**SHORT TASK:**
Reproduce the lines of the records from the very first one through the line containing "(544, 1059)", both ends included.

Data listing
════════════════════

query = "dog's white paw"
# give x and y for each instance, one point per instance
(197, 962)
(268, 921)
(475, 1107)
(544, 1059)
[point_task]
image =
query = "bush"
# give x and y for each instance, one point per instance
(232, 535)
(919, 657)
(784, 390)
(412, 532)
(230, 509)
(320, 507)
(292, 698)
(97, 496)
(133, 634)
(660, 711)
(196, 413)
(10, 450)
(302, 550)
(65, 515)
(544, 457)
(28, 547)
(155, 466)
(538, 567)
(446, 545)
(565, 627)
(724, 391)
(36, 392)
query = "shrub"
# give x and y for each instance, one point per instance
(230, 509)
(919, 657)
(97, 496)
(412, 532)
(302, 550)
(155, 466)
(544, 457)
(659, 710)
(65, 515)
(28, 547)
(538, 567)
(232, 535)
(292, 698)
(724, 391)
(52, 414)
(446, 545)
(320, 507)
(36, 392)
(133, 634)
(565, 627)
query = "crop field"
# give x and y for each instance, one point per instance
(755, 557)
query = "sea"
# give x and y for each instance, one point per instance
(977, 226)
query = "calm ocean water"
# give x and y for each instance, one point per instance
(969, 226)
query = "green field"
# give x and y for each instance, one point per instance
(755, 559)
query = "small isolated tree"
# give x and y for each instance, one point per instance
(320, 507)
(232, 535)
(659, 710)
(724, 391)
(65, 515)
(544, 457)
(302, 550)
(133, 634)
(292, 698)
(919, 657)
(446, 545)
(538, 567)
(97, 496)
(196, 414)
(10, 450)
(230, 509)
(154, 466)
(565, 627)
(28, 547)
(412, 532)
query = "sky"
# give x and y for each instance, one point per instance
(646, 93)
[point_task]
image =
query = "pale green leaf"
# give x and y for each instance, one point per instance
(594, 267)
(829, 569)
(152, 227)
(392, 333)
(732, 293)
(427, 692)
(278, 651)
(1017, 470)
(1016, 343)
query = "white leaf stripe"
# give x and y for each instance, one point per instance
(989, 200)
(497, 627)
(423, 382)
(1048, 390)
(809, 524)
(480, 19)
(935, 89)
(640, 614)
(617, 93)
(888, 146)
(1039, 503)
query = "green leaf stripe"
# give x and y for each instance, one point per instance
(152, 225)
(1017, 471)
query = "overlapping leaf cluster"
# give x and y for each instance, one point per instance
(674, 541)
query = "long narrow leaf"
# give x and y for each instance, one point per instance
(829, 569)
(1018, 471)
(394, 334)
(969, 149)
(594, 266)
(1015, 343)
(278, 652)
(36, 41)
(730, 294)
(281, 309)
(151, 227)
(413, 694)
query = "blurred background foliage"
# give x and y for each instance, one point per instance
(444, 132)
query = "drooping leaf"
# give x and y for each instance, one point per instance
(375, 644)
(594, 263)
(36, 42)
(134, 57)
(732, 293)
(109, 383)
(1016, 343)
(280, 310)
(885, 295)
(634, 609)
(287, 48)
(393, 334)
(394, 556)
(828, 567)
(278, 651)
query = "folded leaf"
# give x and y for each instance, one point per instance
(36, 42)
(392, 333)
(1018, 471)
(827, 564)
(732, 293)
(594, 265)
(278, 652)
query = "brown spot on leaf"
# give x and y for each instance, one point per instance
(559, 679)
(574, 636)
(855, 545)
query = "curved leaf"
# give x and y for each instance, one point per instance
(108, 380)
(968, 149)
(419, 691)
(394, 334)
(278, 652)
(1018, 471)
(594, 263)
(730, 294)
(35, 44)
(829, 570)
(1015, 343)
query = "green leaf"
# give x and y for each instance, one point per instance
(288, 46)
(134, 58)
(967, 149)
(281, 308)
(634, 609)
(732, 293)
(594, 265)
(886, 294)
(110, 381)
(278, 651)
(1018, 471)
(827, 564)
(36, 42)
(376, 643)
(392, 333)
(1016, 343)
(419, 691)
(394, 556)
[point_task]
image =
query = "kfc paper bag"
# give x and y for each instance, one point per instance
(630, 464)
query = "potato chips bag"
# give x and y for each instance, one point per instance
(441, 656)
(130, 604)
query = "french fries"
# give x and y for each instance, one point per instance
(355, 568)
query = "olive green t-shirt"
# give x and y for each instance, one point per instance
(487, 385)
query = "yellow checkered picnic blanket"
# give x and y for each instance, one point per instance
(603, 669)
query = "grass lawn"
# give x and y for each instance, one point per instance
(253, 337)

════════════════════

**SOLUTION TO THIS TASK:**
query = "dog's white paw"
# give x and y for each instance, one point per instance
(197, 962)
(268, 921)
(475, 1107)
(544, 1059)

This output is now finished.